> [Your task]: Could you give the lines of all the entries below as a numbered list, leaving out any blank lines?

-- Dataset content follows --

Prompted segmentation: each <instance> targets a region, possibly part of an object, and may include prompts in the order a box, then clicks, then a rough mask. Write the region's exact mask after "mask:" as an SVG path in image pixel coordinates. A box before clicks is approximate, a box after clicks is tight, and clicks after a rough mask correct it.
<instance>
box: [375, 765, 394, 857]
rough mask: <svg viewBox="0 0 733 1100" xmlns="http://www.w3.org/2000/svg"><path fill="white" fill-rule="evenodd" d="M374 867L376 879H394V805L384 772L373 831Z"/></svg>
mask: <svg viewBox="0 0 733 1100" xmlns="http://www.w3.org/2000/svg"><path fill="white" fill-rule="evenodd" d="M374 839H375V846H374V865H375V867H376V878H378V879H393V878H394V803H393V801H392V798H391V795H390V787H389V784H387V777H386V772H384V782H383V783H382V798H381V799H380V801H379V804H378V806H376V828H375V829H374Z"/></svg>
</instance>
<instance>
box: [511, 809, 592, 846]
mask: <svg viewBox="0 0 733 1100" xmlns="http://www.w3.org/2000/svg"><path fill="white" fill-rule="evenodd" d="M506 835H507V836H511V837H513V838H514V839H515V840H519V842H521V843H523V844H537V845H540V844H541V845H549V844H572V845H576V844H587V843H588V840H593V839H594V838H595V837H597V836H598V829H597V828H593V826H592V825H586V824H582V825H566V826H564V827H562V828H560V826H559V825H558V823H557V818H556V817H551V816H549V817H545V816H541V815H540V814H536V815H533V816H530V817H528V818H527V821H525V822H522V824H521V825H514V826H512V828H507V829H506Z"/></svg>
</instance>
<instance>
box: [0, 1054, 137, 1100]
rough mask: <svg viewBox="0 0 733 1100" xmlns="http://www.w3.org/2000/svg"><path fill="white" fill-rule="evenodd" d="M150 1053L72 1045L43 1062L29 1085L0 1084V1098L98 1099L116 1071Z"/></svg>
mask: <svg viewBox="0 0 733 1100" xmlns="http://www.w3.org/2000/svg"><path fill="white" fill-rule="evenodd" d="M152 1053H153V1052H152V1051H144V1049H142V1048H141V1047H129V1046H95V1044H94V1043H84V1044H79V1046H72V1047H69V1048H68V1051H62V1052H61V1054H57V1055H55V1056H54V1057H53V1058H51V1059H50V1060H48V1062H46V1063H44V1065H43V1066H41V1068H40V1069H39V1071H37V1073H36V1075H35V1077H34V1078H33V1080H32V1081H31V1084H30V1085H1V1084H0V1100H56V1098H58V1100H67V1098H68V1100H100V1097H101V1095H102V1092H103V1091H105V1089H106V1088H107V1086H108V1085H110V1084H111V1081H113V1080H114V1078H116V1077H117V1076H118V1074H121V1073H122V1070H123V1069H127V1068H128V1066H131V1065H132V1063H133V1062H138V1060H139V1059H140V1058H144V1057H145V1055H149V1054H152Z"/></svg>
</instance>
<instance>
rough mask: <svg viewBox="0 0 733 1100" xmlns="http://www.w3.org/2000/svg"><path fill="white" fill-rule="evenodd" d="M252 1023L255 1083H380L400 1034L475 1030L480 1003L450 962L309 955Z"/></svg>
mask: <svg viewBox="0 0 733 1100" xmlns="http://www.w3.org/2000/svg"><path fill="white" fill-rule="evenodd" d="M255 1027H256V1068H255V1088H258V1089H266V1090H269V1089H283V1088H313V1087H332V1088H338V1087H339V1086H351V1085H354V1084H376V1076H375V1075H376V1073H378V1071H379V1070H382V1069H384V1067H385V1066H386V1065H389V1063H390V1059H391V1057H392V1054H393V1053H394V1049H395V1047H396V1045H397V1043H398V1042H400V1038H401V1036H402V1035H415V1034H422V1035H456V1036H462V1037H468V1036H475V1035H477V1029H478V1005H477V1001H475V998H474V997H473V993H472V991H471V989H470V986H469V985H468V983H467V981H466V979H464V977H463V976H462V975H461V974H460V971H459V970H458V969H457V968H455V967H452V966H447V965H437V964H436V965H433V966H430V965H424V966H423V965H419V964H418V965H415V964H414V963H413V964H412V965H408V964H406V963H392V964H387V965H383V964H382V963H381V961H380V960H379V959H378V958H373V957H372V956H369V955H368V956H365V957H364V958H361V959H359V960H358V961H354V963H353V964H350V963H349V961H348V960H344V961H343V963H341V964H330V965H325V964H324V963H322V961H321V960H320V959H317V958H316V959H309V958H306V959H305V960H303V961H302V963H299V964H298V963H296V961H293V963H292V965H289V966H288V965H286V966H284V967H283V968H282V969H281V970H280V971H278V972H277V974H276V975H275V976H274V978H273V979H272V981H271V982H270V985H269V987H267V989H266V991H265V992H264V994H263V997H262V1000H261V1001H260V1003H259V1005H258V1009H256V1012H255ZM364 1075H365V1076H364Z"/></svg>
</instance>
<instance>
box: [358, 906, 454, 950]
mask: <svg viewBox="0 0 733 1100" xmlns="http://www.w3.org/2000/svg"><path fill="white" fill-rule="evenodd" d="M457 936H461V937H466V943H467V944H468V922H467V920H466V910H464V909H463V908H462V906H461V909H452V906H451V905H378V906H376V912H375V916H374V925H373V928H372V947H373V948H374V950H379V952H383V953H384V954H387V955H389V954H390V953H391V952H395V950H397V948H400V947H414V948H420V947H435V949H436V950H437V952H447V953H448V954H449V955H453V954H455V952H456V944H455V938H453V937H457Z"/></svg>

-- Dataset content concluded --

> [Finished exercise]:
1. Prompted segmentation: each <instance> targets a region, possibly part of an object, and may include prompts in the order a box, then clicks, then a rough mask. Write the region's exact mask after "mask:" as an SVG path in image pixel coordinates. A box before clicks is approximate, a box after clicks is tight, and clicks after a rough mask correct it.
2. <instance>
3. box: [375, 765, 394, 857]
4. rough mask: <svg viewBox="0 0 733 1100" xmlns="http://www.w3.org/2000/svg"><path fill="white" fill-rule="evenodd" d="M374 867L376 879H394V805L384 772L373 831Z"/></svg>
5. mask: <svg viewBox="0 0 733 1100" xmlns="http://www.w3.org/2000/svg"><path fill="white" fill-rule="evenodd" d="M374 839H375V846H374V865H375V867H376V878H378V879H393V878H394V803H393V801H392V798H391V795H390V787H389V784H387V777H386V772H384V782H383V783H382V798H381V799H380V801H379V804H378V806H376V828H375V829H374Z"/></svg>
6. </instance>
7. <instance>
8. box: [511, 809, 592, 846]
9. mask: <svg viewBox="0 0 733 1100" xmlns="http://www.w3.org/2000/svg"><path fill="white" fill-rule="evenodd" d="M506 835H507V836H511V837H513V838H514V839H515V840H519V842H521V843H523V844H537V845H540V844H541V845H549V844H572V845H576V844H587V843H588V840H593V839H594V838H595V837H597V836H598V829H597V828H593V826H592V825H586V824H582V825H566V826H564V827H562V828H560V826H559V825H558V823H557V818H556V817H551V816H549V817H545V816H541V815H540V814H536V815H533V816H530V817H528V818H527V821H525V822H522V824H521V825H514V826H512V828H507V829H506Z"/></svg>
10. </instance>
11. <instance>
12. box: [0, 1054, 137, 1100]
13. rough mask: <svg viewBox="0 0 733 1100" xmlns="http://www.w3.org/2000/svg"><path fill="white" fill-rule="evenodd" d="M150 1053L72 1045L43 1062L29 1085L0 1084V1098L98 1099L116 1071Z"/></svg>
14. mask: <svg viewBox="0 0 733 1100" xmlns="http://www.w3.org/2000/svg"><path fill="white" fill-rule="evenodd" d="M152 1053H153V1052H152V1051H144V1049H142V1048H141V1047H129V1046H95V1044H94V1043H84V1044H79V1046H72V1047H69V1048H68V1051H62V1052H61V1054H57V1055H55V1056H54V1057H53V1058H51V1059H50V1060H48V1062H46V1063H44V1065H43V1066H41V1068H40V1069H39V1071H37V1073H36V1075H35V1077H34V1078H33V1080H32V1081H31V1084H30V1085H1V1084H0V1100H56V1098H58V1100H67V1098H68V1100H100V1097H101V1095H102V1092H103V1091H105V1089H106V1088H107V1086H108V1085H110V1084H111V1081H113V1080H114V1078H116V1077H117V1076H118V1074H121V1073H122V1070H123V1069H127V1068H128V1066H131V1065H132V1063H133V1062H138V1060H139V1059H140V1058H144V1057H145V1055H149V1054H152Z"/></svg>
15. </instance>
16. <instance>
17. rough mask: <svg viewBox="0 0 733 1100" xmlns="http://www.w3.org/2000/svg"><path fill="white" fill-rule="evenodd" d="M252 1023L255 1083H380L400 1034L475 1030L480 1003L450 962L309 955Z"/></svg>
18. mask: <svg viewBox="0 0 733 1100" xmlns="http://www.w3.org/2000/svg"><path fill="white" fill-rule="evenodd" d="M255 1027H256V1068H255V1088H258V1089H266V1090H269V1089H283V1088H313V1087H332V1088H338V1087H339V1086H351V1085H354V1084H376V1076H375V1075H376V1073H378V1071H379V1070H382V1069H384V1067H385V1066H386V1065H389V1063H390V1059H391V1057H392V1054H393V1053H394V1049H395V1047H396V1045H397V1043H398V1042H400V1038H401V1036H402V1035H415V1034H422V1035H456V1036H462V1037H468V1036H475V1035H477V1029H478V1005H477V1001H475V998H474V997H473V993H472V991H471V989H470V986H469V985H468V983H467V981H466V979H464V977H463V976H462V975H461V974H460V971H459V970H458V969H457V968H455V967H452V966H447V965H437V964H436V965H433V966H430V965H424V966H423V965H419V964H418V965H415V964H414V963H413V964H412V965H408V964H406V963H392V964H387V965H383V964H382V963H381V961H380V960H379V959H378V958H373V957H372V956H369V955H368V956H365V957H364V958H361V959H359V960H358V961H354V963H353V964H350V963H349V961H348V960H344V961H343V963H341V964H330V965H325V964H324V963H322V961H321V960H320V959H317V958H316V959H309V958H306V959H305V960H303V961H302V963H299V964H298V963H296V961H293V963H292V965H289V966H288V965H286V966H284V967H283V968H282V969H281V970H280V971H278V972H277V974H276V975H275V976H274V978H273V979H272V981H271V982H270V985H269V987H267V989H266V991H265V992H264V994H263V997H262V1000H261V1001H260V1003H259V1005H258V1009H256V1012H255ZM364 1075H365V1076H364Z"/></svg>
19. </instance>
20. <instance>
21. box: [358, 906, 454, 950]
22. mask: <svg viewBox="0 0 733 1100" xmlns="http://www.w3.org/2000/svg"><path fill="white" fill-rule="evenodd" d="M457 936H461V937H466V943H467V944H468V922H467V920H466V910H464V909H463V908H462V906H461V909H452V906H451V905H378V906H376V912H375V916H374V925H373V928H372V947H373V948H374V950H379V952H383V953H384V954H387V955H389V954H390V953H391V952H395V950H397V948H400V947H414V948H420V947H435V949H436V950H437V952H447V953H448V954H449V955H453V954H455V952H456V944H455V938H453V937H457Z"/></svg>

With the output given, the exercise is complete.